Task instructions: Working from the line that contains "the guitar body" down to the last line below, repeat each line exactly.

──────── Dataset records ────────

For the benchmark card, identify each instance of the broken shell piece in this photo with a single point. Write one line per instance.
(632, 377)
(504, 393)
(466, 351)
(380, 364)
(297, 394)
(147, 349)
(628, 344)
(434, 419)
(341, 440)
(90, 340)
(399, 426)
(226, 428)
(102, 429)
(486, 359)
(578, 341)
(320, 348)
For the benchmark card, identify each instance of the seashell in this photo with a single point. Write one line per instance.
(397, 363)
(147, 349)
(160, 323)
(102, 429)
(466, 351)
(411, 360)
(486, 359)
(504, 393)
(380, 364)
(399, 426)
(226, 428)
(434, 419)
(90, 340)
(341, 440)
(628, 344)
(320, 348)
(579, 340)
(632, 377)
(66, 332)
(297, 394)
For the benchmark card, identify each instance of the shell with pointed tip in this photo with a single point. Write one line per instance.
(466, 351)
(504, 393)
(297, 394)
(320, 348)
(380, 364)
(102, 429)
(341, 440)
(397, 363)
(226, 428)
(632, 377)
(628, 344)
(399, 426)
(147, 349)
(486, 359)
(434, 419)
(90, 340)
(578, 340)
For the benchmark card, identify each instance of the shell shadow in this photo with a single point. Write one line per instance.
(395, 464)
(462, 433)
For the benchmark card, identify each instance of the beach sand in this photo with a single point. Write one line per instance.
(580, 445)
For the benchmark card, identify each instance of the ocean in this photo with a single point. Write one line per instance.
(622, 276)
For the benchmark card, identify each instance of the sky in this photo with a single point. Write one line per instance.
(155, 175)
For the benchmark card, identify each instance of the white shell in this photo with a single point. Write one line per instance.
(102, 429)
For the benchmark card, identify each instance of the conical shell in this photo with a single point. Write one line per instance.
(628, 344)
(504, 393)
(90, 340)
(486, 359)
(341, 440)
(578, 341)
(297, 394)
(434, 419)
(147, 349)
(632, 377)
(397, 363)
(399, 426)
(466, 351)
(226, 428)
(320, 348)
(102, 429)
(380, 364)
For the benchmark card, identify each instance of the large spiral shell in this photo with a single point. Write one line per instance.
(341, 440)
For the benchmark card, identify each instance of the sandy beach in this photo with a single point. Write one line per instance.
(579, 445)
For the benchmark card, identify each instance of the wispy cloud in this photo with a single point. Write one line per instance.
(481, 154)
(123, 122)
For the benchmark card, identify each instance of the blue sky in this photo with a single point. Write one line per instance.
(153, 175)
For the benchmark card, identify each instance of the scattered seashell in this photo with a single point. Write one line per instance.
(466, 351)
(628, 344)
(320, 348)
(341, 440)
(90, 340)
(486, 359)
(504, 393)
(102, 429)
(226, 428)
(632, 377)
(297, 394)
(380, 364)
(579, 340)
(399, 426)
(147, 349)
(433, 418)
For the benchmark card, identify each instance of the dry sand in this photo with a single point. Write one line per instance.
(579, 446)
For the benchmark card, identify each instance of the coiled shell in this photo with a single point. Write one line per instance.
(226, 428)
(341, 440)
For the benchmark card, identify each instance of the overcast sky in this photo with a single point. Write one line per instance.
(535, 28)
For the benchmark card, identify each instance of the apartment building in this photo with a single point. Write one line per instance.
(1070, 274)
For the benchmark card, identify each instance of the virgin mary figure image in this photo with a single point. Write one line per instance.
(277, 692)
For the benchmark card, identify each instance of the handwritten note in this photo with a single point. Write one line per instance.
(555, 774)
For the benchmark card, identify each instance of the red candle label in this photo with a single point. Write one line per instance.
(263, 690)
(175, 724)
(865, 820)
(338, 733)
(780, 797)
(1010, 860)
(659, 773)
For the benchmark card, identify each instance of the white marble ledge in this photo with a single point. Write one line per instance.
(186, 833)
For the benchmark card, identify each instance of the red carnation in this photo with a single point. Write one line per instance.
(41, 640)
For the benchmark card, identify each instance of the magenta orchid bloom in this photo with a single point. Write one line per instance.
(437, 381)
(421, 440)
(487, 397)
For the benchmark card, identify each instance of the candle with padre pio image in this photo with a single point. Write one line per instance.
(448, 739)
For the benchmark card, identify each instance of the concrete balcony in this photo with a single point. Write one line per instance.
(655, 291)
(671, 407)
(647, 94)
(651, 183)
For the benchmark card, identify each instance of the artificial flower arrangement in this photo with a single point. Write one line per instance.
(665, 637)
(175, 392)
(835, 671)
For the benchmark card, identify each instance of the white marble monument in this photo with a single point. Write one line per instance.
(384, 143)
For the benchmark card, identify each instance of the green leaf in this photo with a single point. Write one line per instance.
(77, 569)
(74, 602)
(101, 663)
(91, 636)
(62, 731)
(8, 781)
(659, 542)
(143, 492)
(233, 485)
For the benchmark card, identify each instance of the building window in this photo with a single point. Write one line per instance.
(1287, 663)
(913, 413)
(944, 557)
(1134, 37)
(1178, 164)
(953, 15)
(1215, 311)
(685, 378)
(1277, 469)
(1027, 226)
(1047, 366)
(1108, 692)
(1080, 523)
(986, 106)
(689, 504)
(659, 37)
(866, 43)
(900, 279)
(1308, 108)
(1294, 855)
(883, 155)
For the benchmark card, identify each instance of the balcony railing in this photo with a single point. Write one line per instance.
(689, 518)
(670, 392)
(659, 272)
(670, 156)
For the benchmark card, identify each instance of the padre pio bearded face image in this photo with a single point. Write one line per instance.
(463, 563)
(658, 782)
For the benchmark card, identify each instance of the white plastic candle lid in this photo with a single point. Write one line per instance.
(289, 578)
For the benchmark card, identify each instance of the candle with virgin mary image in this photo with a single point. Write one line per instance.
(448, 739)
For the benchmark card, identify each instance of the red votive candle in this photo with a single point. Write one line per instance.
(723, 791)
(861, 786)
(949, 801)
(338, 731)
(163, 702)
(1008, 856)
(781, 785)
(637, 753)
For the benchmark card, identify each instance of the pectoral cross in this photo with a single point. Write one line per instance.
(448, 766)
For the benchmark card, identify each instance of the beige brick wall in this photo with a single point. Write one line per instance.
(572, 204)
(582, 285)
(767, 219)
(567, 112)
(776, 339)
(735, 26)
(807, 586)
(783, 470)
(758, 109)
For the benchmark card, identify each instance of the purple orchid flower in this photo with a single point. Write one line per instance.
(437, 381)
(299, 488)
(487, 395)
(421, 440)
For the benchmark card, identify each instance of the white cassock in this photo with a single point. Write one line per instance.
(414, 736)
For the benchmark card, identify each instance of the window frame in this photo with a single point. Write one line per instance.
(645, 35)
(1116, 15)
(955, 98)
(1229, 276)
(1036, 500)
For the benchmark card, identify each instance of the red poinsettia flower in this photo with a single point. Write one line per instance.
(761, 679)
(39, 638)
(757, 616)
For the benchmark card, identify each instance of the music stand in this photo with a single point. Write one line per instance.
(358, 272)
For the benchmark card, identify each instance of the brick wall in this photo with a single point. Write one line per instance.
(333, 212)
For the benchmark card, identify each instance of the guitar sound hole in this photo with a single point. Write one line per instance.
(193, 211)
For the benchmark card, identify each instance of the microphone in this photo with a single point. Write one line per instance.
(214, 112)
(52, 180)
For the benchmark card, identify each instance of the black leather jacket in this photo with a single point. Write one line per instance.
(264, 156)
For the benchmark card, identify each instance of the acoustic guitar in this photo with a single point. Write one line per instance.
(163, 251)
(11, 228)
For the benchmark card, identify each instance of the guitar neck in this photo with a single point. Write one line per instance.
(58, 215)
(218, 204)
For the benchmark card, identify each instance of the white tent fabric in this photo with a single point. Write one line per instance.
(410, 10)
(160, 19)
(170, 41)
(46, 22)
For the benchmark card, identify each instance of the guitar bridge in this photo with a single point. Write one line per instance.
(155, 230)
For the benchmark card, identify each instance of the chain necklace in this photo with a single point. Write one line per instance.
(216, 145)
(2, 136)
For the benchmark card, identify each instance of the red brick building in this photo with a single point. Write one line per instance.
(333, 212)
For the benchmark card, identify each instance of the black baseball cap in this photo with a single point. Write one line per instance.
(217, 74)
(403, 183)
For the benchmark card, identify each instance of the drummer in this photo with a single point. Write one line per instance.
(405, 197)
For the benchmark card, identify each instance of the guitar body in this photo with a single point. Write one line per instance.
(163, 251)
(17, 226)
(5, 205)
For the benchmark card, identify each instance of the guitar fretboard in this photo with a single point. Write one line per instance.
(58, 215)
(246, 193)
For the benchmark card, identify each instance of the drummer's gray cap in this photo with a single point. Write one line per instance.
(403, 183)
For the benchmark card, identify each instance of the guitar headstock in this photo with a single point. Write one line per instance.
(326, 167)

────────

The answer:
For the benchmark card, identify each instance of the guitar body in this photo with a single point. Write one line per instance.
(163, 251)
(17, 226)
(5, 205)
For the benchmark card, identify each instance of the guitar fretboard in this photo with a single point. Write one line per instance.
(58, 215)
(246, 193)
For the benchmark card, identify each instance of the drummer's gray cap in this photo with a single point. Write one line per instance.
(403, 183)
For the benchmark card, identify each instance of the guitar headstock in this photo with a single point. Write one line per instance.
(326, 167)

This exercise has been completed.